In the data below, find the line containing "Target: video on laptop screen"; reproduce that line and all subsequent lines exactly, and nothing else.

====== Exercise materials

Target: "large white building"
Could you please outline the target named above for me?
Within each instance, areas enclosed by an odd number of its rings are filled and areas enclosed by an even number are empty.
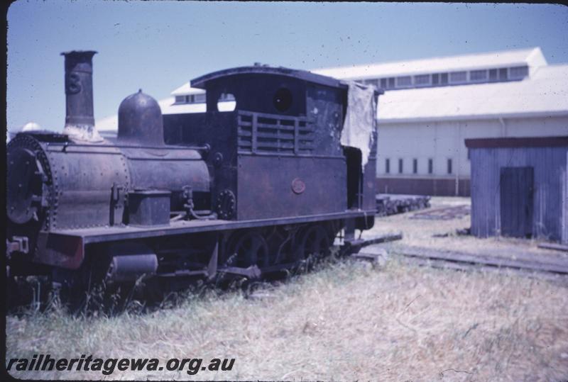
[[[568,135],[568,64],[547,64],[539,47],[312,72],[386,90],[381,192],[467,196],[465,139]],[[188,82],[160,105],[164,114],[204,112],[204,91]],[[116,125],[116,116],[97,121],[103,135]]]

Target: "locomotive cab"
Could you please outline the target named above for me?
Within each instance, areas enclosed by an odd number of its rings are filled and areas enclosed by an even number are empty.
[[[362,168],[359,149],[341,143],[347,84],[258,65],[216,72],[191,84],[206,90],[207,112],[165,116],[166,141],[211,145],[208,165],[219,217],[374,209],[374,147]],[[234,99],[230,112],[219,103],[228,95]],[[374,125],[371,134],[372,141]]]

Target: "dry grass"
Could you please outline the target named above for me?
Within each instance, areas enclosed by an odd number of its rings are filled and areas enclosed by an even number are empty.
[[[433,197],[431,199],[431,205],[430,209],[471,205],[471,199]],[[471,216],[469,215],[449,220],[412,219],[410,218],[413,215],[413,213],[407,213],[377,218],[375,227],[369,231],[366,231],[363,237],[402,232],[403,240],[398,242],[397,244],[471,254],[484,253],[513,258],[517,254],[532,254],[550,258],[568,257],[568,255],[560,252],[538,248],[537,245],[540,242],[537,240],[501,237],[479,239],[469,235],[458,235],[456,233],[458,230],[469,228],[471,226]],[[442,237],[436,235],[447,236]]]
[[[6,356],[236,359],[231,372],[115,371],[108,379],[568,378],[568,290],[545,281],[344,262],[267,293],[190,298],[147,315],[10,316]]]

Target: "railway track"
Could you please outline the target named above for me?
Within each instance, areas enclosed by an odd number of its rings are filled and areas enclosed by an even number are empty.
[[[530,254],[515,259],[487,254],[469,254],[402,245],[369,245],[356,254],[359,259],[372,259],[396,256],[403,262],[433,268],[457,270],[501,271],[508,270],[527,276],[538,276],[568,283],[568,257],[535,258]]]

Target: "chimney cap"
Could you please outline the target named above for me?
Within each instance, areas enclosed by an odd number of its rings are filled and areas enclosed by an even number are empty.
[[[67,55],[88,55],[88,54],[94,55],[97,53],[98,53],[98,52],[97,52],[96,50],[70,50],[68,52],[62,52],[61,55],[67,56]]]

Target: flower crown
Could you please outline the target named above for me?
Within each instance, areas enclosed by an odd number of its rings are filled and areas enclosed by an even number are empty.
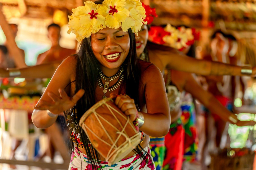
[[[152,26],[149,31],[149,39],[156,43],[170,46],[182,51],[199,40],[200,33],[194,28],[181,27],[176,28],[168,24],[165,27]]]
[[[146,15],[147,16],[144,20],[144,21],[147,22],[148,24],[150,24],[153,22],[154,17],[157,17],[158,16],[156,14],[156,9],[150,7],[149,5],[145,5],[143,2],[142,2],[142,6],[145,9]]]
[[[106,27],[121,27],[124,32],[131,28],[137,35],[142,25],[147,24],[145,9],[139,0],[105,0],[102,4],[87,1],[84,4],[72,9],[68,16],[68,33],[75,34],[79,42]]]

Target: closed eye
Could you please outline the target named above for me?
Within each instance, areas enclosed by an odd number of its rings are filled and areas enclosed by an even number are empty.
[[[123,37],[124,36],[124,35],[123,35],[122,36],[116,36],[117,38],[121,38],[122,37]]]

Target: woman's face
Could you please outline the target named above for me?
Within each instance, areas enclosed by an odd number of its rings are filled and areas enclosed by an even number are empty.
[[[148,30],[147,25],[142,25],[138,34],[136,41],[136,47],[137,48],[138,56],[139,56],[144,51],[148,39]]]
[[[130,40],[128,32],[121,28],[106,28],[92,34],[92,48],[102,66],[110,68],[120,67],[128,55]]]

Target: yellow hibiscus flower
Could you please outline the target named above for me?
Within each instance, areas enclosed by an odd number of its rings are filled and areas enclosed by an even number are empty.
[[[125,0],[105,0],[98,10],[99,13],[106,18],[107,27],[117,29],[121,23],[129,16],[129,11],[125,8]]]
[[[122,23],[122,28],[124,31],[127,31],[131,28],[133,32],[137,34],[142,25],[146,24],[143,21],[146,17],[145,9],[137,0],[127,1],[125,8],[130,12],[129,17]]]

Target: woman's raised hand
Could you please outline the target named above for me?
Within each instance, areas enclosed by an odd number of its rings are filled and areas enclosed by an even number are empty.
[[[49,110],[53,114],[58,114],[73,107],[84,95],[84,90],[79,90],[72,97],[69,97],[63,89],[59,89],[59,95],[48,92],[47,94],[52,101],[40,100],[35,109]]]
[[[256,125],[256,122],[254,122],[253,121],[241,121],[239,120],[235,124],[238,126],[254,126]]]
[[[6,69],[0,68],[0,77],[4,78],[9,77],[9,72]]]
[[[115,104],[129,118],[133,121],[138,116],[138,111],[134,100],[127,95],[117,95],[112,93],[110,97],[113,99]]]

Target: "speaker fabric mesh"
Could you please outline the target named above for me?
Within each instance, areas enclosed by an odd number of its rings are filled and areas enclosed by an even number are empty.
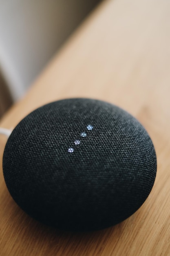
[[[130,115],[104,101],[73,99],[24,118],[7,142],[3,169],[11,196],[30,216],[84,231],[135,212],[152,187],[157,160],[149,135]]]

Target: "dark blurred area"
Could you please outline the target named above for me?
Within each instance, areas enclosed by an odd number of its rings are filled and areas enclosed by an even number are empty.
[[[0,1],[0,117],[99,2]]]

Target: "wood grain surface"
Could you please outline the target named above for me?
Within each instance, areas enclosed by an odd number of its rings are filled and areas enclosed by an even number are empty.
[[[170,1],[104,1],[54,57],[26,97],[1,120],[11,128],[38,107],[86,97],[117,105],[153,140],[157,173],[148,198],[126,220],[105,230],[72,233],[46,227],[11,198],[2,167],[1,256],[170,255]]]

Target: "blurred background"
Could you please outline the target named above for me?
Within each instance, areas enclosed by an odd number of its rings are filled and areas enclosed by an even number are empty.
[[[0,117],[100,0],[0,0]]]

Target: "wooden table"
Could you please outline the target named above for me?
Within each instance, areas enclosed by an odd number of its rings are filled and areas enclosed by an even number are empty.
[[[11,128],[50,101],[94,98],[126,109],[144,126],[157,157],[152,192],[134,214],[105,230],[55,230],[18,207],[4,180],[0,137],[1,256],[170,255],[170,1],[104,1],[45,69],[0,126]]]

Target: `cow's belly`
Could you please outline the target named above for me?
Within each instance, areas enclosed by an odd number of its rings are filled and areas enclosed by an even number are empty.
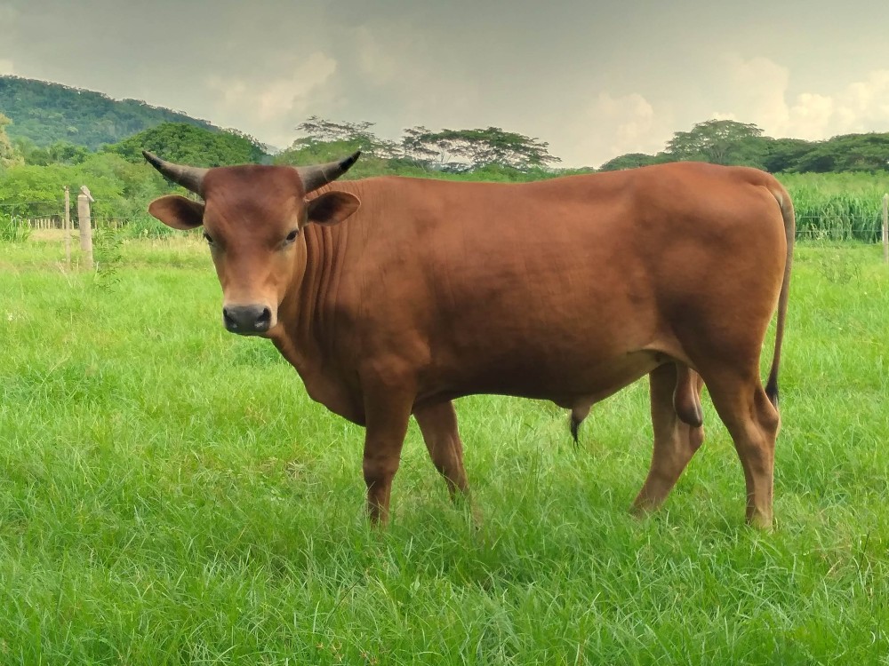
[[[462,377],[432,378],[420,391],[418,402],[492,393],[548,400],[570,408],[607,398],[669,358],[659,351],[642,350],[607,357],[544,354],[514,358],[509,362],[482,363]]]

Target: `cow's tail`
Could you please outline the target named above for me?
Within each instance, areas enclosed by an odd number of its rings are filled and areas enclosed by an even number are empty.
[[[784,321],[787,319],[788,291],[790,287],[790,266],[793,263],[793,242],[797,234],[797,218],[793,211],[793,202],[784,187],[775,181],[769,191],[778,201],[781,218],[784,220],[784,235],[787,238],[787,259],[784,264],[784,278],[778,297],[778,321],[775,324],[775,352],[772,359],[772,370],[765,384],[765,394],[772,404],[778,408],[778,368],[781,365],[781,347],[784,340]]]

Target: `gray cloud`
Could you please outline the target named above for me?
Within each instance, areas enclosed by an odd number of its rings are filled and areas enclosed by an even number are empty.
[[[12,0],[0,2],[0,72],[281,147],[310,115],[389,138],[493,124],[597,165],[715,116],[774,136],[885,131],[885,29],[858,0],[842,13],[832,0]]]

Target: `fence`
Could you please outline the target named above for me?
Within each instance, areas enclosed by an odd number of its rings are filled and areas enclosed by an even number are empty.
[[[86,190],[89,195],[89,191]],[[144,216],[103,215],[92,217],[89,206],[79,207],[83,202],[84,194],[78,195],[78,202],[68,203],[68,213],[73,223],[72,229],[81,231],[85,212],[85,228],[81,233],[82,242],[84,235],[89,235],[92,229],[123,229],[127,235],[132,236],[158,236],[166,233],[165,227],[160,226],[148,214]],[[73,206],[73,208],[72,208]],[[54,202],[22,202],[16,203],[0,202],[0,225],[24,226],[28,230],[50,230],[65,228],[65,209],[63,201]],[[797,238],[798,240],[817,241],[859,241],[870,243],[883,243],[884,258],[889,263],[889,194],[883,197],[882,202],[874,206],[873,213],[868,215],[851,215],[836,207],[825,208],[815,214],[807,213],[797,216]],[[86,245],[84,245],[87,251]]]

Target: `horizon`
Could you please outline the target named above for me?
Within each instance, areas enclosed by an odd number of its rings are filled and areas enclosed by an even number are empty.
[[[710,119],[775,139],[886,131],[889,40],[871,7],[0,1],[0,74],[143,100],[277,149],[318,115],[373,123],[386,139],[501,127],[547,142],[561,167],[597,167]]]

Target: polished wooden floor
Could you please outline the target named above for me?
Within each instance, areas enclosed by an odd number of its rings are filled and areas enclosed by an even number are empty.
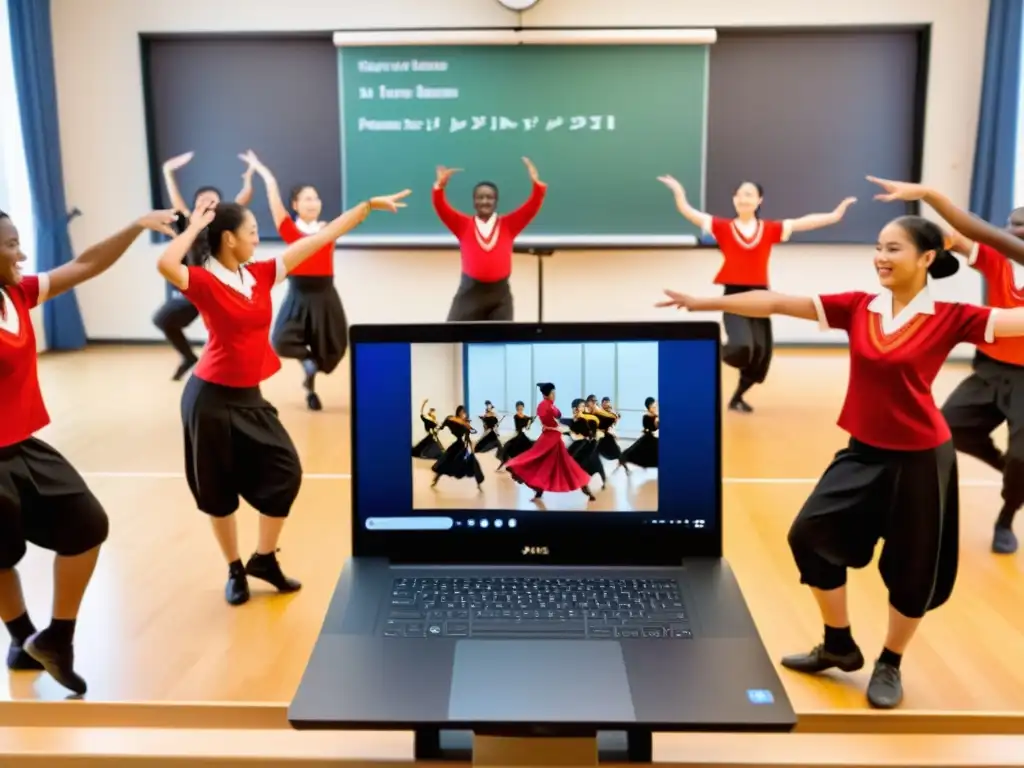
[[[322,384],[326,411],[305,411],[286,366],[265,387],[306,470],[281,558],[305,588],[228,607],[225,569],[181,475],[180,384],[162,348],[94,348],[46,355],[42,380],[53,425],[42,436],[72,459],[106,506],[112,535],[79,623],[80,671],[92,700],[288,701],[349,553],[348,414],[336,407],[345,374]],[[725,416],[726,556],[774,657],[817,641],[810,596],[797,583],[785,532],[831,453],[844,393],[842,352],[783,352],[752,415]],[[965,376],[948,366],[937,394]],[[725,376],[731,386],[732,374]],[[1001,438],[1001,436],[1000,436]],[[950,603],[930,615],[904,660],[905,709],[1024,712],[1024,554],[988,552],[998,478],[962,460],[962,564]],[[255,515],[240,515],[243,547]],[[1024,529],[1022,529],[1024,532]],[[23,568],[37,623],[48,621],[50,558]],[[851,578],[856,636],[878,651],[885,593],[873,568]],[[862,708],[866,672],[820,680],[781,672],[798,712]],[[681,684],[685,684],[681,681]],[[45,676],[11,675],[0,697],[56,699]]]

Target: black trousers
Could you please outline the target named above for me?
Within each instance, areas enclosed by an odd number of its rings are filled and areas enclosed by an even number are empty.
[[[302,465],[258,387],[224,387],[193,376],[181,394],[181,424],[185,478],[200,511],[227,517],[241,497],[267,517],[288,516],[302,485]]]
[[[106,541],[110,521],[85,480],[42,440],[0,449],[0,568],[28,544],[72,557]]]
[[[764,290],[764,286],[725,286],[725,295]],[[725,312],[722,325],[728,337],[722,347],[722,361],[739,370],[739,390],[745,392],[768,378],[774,345],[771,319]]]
[[[1002,473],[1004,504],[1012,511],[1024,506],[1024,368],[976,353],[974,372],[949,395],[942,415],[957,451]],[[1006,454],[992,440],[1004,422]]]
[[[175,291],[153,315],[153,325],[161,330],[178,354],[189,359],[195,357],[196,353],[185,338],[184,330],[195,323],[197,317],[199,309]]]
[[[271,341],[282,357],[311,359],[319,373],[338,368],[348,350],[348,319],[334,278],[288,279]]]
[[[836,454],[790,529],[800,581],[819,590],[846,584],[885,541],[879,571],[889,602],[920,618],[953,591],[959,557],[959,487],[952,442],[886,451],[851,439]]]
[[[452,299],[449,323],[514,319],[515,305],[508,280],[480,283],[462,275]]]

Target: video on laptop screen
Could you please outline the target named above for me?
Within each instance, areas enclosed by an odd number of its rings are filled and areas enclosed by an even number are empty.
[[[716,524],[706,340],[361,343],[356,503],[370,529]]]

============

• [Full response]
Target: video on laptop screen
Could you please outline the target named above for me?
Within each instance, areas enclosed by an odd number of its rings are filled and areas enclosed by an even number are empty.
[[[716,524],[706,340],[361,343],[356,503],[370,529]]]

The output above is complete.